▸ **DOCUMENT EXTRACT**:
-- -- --
Literature DB >> 33313585

Interchangeability between Respiratory Variations of Subclavian Vein and Pulse Pressure Variation in Ventilated Patients in the Operating Room.

Romain Jouffroy1, Bérenger Perret Liaudet1, Valentine Néel1, Benoit Vivien1.   

Abstract

OBJECTIVE: For mechanically ventilated patients, the best predictors of fluid responsiveness are dynamic parameters. Many methods that reflect cardiopulmonary interactions have been proposed to evaluate the preload dependency. In this study, we describe the interchangeability between respiratory variations of the subclavian (ΔSCV) vein and pulse pressure variation (PPV) in sedated and mechanically ventilated patients benefiting from kidney transplantation.
METHODS: The ΔSCV via infraclavicular transthoracic echocardiography and PPV measurements were recorded simultaneously by a single operator. The Bland-Altman method assessed the interchangeability between ΔSCV and PPV.
RESULTS: A total of 27 patients were prospectively included in the study. The Bland-Altman analysis showed a bias of +1.6 % for ΔSCV measurements vs. PPV. The limit of agreements was, respectively, -4% and 8%. The agreement between PPV >13% and ΔSCV >13% was 100%, and the agreement between PPV<9% and ΔSCV<9% was 58%. No misclassification (PPV<9% [0%] and PPV>13% [0%]) was observed.
CONCLUSION: ΔSCV and PPV are interchangeable when assessing preload dependency in mechanically ventilated patients benefiting from kidney transplantation. ΔSCV appears to be a suitable tool because it is non-invasive, simple, easy and almost always available. © Copyright 2020 by Turkish Anaesthesiology and Intensive Care Society.

Entities:  

Keywords:  Echography; interchangeability; pulse pressure variation; subclavian vena

Year:  2019        PMID: 33313585      PMCID: PMC7720824          DOI: 10.5152/TJAR.2019.54289

Source DB:  PubMed          Journal:  Turk J Anaesthesiol Reanim        ISSN: 2149-276X


Introduction

In the operating room (OR), haemodynamic optimisation is a daily consideration of physicians who strive to improve the outcome. It is one of the key elements of perioperative goal-directed therapy strategies and enhanced recovery after surgery protocols (1). Haemodynamic optimisation is associated with a lower mortality rate for acute severe medical and/or surgical patients (2–5). To improve haemodynamic, preload dependency, assessment is one of the utmost important parameters to choose between fluid expansion and norepinephrine infusion. Previous studies reported that fluid responsiveness dynamic tools overperform clinical signs or static predictors to assess preload dependency (6–9). Yet, in the OR and in the emergency department, only a few patients are managed using an invasive haemodynamic monitoring. Otherwise, in the OR, it has been reported that unnoticed hypotension events are frequent and result in an increase of post-operative cardiac events such as myocardial infarction (10). Therefore, the use of invasive dynamic tools to assess the preload dependency tends to be limited to a small portion of the perioperative population. Nonetheless, most patients would likely benefit from the fluid loading optimisation (11) to avoid unnoticed cardiovascular events and their effects (10). A non-invasive evaluation of the preload dependency may reduce discrepancies between a time- and cost-consuming approach and its benefits. In this study, we aimed to conduct and evaluate a non-invasive, easy-to-perform assessment of the variability of the subclavian vein diameter during mechanical ventilation and to examine its interchangeability with PPV in patients benefiting from kidney transplantation.
-- -- --
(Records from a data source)
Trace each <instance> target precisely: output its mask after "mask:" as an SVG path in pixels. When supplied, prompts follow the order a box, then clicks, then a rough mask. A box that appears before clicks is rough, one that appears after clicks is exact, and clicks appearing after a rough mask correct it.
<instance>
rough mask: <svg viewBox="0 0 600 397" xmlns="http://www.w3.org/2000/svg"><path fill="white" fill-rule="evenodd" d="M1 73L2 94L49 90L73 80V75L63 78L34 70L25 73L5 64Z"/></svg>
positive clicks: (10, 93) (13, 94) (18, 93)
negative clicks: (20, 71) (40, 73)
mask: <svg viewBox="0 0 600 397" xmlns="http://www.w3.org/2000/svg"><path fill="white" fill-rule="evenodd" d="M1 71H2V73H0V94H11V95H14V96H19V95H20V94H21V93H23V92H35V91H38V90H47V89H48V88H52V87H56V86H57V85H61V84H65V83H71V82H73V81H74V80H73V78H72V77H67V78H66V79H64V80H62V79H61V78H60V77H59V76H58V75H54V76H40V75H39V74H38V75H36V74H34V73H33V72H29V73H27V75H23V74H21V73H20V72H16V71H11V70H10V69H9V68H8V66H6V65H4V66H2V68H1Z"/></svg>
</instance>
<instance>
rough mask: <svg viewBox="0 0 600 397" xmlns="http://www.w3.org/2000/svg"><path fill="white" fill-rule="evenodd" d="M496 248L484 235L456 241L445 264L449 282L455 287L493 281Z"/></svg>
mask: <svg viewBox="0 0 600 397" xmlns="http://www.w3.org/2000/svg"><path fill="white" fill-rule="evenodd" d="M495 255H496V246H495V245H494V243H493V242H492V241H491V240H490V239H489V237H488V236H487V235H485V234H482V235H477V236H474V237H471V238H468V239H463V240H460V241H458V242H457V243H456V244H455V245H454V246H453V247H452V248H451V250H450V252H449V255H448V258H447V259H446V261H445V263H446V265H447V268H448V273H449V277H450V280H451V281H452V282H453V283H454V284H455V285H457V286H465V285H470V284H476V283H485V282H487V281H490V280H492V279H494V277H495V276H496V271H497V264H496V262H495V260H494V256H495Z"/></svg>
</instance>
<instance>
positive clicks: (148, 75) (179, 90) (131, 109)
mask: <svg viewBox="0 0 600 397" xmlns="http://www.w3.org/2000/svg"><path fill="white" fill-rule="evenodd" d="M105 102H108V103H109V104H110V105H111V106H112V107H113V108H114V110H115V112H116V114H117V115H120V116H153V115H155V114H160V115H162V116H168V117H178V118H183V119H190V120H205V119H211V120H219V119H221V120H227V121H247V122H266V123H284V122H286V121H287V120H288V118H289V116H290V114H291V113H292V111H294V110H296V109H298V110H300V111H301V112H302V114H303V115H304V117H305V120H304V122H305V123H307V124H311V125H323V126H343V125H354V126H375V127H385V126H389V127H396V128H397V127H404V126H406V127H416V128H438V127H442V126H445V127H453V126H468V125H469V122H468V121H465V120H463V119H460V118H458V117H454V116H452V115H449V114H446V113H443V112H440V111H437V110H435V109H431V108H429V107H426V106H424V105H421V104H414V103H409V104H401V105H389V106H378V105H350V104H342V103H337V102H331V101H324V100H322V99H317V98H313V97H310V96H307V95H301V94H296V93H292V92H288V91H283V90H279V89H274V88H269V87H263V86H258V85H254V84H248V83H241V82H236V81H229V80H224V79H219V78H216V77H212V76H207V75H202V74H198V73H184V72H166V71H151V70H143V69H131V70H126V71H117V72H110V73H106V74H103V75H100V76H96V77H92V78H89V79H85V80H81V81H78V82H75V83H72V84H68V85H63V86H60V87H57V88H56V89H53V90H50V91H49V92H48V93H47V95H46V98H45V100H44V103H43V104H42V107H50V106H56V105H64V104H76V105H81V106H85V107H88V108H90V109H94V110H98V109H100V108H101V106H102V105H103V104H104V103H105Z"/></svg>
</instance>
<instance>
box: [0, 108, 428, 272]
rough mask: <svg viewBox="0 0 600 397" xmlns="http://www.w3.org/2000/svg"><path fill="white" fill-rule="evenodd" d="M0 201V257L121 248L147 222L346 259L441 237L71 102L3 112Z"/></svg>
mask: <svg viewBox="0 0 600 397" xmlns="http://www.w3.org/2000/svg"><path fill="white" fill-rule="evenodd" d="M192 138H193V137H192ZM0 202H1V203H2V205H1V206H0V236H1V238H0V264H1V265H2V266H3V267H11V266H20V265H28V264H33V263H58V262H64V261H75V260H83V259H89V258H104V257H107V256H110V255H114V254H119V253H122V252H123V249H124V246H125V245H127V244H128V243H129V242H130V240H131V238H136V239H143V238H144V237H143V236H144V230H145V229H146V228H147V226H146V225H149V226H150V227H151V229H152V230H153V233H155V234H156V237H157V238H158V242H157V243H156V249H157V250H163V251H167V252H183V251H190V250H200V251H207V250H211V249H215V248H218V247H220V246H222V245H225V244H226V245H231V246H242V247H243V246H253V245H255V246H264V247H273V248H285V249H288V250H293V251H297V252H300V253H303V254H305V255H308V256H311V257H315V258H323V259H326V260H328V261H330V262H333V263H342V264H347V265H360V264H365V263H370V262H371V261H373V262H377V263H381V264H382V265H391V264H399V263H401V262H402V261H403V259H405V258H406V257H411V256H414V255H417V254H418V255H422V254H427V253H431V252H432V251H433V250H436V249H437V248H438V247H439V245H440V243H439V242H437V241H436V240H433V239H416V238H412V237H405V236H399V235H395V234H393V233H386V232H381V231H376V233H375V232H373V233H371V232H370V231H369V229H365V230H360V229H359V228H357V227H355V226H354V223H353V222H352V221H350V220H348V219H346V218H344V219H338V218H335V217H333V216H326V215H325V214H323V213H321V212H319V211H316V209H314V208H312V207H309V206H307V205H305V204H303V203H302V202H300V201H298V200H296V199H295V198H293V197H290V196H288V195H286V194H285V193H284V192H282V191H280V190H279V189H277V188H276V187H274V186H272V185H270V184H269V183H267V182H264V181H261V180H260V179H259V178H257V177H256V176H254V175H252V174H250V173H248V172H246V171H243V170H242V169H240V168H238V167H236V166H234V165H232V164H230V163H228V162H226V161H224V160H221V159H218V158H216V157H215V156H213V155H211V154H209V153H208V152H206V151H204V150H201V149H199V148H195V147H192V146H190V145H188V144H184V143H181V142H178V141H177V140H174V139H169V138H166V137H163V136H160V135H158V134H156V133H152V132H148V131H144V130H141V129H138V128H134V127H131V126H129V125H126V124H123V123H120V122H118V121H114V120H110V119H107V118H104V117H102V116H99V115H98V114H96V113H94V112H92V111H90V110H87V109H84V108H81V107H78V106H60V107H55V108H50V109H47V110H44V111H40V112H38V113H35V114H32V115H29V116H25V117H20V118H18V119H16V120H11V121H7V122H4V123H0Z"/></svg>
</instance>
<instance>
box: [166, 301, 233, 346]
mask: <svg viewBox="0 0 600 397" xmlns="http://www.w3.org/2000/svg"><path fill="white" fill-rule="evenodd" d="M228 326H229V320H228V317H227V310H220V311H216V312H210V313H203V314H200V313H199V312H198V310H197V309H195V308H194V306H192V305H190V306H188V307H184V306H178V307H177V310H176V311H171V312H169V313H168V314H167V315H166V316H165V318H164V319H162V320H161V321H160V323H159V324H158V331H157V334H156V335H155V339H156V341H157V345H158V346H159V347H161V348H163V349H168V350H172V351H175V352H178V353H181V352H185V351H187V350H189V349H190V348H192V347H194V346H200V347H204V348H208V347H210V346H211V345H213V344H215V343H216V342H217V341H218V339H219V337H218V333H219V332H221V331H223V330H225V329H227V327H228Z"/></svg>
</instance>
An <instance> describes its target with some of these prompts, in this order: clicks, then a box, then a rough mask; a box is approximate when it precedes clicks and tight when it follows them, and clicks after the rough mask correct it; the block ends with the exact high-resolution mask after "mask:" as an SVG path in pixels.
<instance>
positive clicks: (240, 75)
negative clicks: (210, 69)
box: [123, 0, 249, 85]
-- -- --
Please output the passage of the subclavian vein study from "METHODS: The ΔSCV" up to and including "[0%]) was observed.", word for word. These rows were drawn from a different source than the text.

METHODS: The ΔSCV via infraclavicular transthoracic echocardiography and PPV measurements were recorded simultaneously by a single operator. The Bland-Altman method assessed the interchangeability between ΔSCV and PPV.
RESULTS: A total of 27 patients were prospectively included in the study. The Bland-Altman analysis showed a bias of +1.6 % for ΔSCV measurements vs. PPV. The limit of agreements was, respectively, -4% and 8%. The agreement between PPV >13% and ΔSCV >13% was 100%, and the agreement between PPV<9% and ΔSCV<9% was 58%. No misclassification (PPV<9% [0%] and PPV>13% [0%]) was observed.